Retype the records that come next, word for word.
^^^^^^^^^^^^^^^^
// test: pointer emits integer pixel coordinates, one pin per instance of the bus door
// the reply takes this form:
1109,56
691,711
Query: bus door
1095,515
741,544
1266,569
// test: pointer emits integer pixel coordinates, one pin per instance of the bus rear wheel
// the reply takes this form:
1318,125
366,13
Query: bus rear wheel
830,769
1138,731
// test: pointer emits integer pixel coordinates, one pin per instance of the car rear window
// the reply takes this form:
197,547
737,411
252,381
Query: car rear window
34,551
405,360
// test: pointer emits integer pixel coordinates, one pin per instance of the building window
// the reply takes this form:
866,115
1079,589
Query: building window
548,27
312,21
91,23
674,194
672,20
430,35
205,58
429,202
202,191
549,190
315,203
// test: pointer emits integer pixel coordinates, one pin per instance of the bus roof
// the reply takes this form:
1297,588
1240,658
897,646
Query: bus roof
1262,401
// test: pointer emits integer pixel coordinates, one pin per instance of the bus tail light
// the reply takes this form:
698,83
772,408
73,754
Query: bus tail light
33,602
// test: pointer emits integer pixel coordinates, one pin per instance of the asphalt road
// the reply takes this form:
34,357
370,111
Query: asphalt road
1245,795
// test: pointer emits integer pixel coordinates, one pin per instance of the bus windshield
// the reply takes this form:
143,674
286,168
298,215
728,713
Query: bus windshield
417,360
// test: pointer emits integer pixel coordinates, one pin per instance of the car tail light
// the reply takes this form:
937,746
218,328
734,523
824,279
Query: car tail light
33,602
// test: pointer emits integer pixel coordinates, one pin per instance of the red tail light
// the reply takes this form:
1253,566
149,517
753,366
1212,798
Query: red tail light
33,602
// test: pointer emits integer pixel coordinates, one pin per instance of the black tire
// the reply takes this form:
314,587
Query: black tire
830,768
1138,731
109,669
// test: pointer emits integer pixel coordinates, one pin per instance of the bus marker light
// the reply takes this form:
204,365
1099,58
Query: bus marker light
^^^^^^^^^^^^^^^^
> **Output of the exercise**
// test: pointer emits integer pixel coordinates, one pin per instance of the bus door
// the reply takes this form:
1109,56
691,711
Query: bus door
1095,515
741,544
1266,569
// test: pointer emits integer pixel coordinates, one pin per instance of the bus rear wheel
// the reply takes this form:
1318,125
366,13
Query: bus rear wheel
830,769
1138,731
// test: pointer emits integer pixel coordinates, one pin per instance of the car rear window
// the reply takes this form:
197,547
737,411
252,381
Query: car rear window
34,551
405,360
// test: pointer emits integer pixel coordinates, one pin per instance of the building window
// the reply takes this form:
866,115
1079,589
Query: building window
548,27
312,21
91,23
674,194
672,20
430,35
205,58
429,202
202,191
549,190
315,203
// test: pointer emits integer pixel coordinates, one pin per instance of the bus roof
// the reply takes this form:
1297,588
1240,658
897,646
Query: bus roof
1262,401
// test: pointer emits integer pixel coordinates, one pin per instance of the bus tail light
// the reply takes this form:
698,83
772,408
73,754
Query: bus tail light
33,602
// test: pointer emits integer pixel coordinates, one pin per instance of the asphalt road
// the reply takes this form:
34,357
370,111
Query: asphalt road
1245,795
// test: pointer emits integer pixel coordinates, one pin per instance of the bus windshield
// the reply takes this form:
143,674
286,168
298,215
728,713
Query: bus windshield
417,360
// test: pointer emits integer pixel coordinates, one pin per instance of the car tail light
// the reply takes this form:
937,746
218,328
734,523
824,279
Query: car tail light
33,602
// test: pointer emits integer pixel coordinates, one pin per instance of the red tail light
// the reply takes this form:
1253,566
149,517
753,366
1212,798
Query: red tail light
33,602
// test: pointer emits integer pixel coordinates, one pin per instance of the black tire
// the reply takes this form:
314,587
Query: black tire
830,768
1138,731
109,669
// test: pointer emits integer pixel coordinates, one pin per instance of the bus marker light
// the reply takes this form:
204,365
1099,58
Query: bus marker light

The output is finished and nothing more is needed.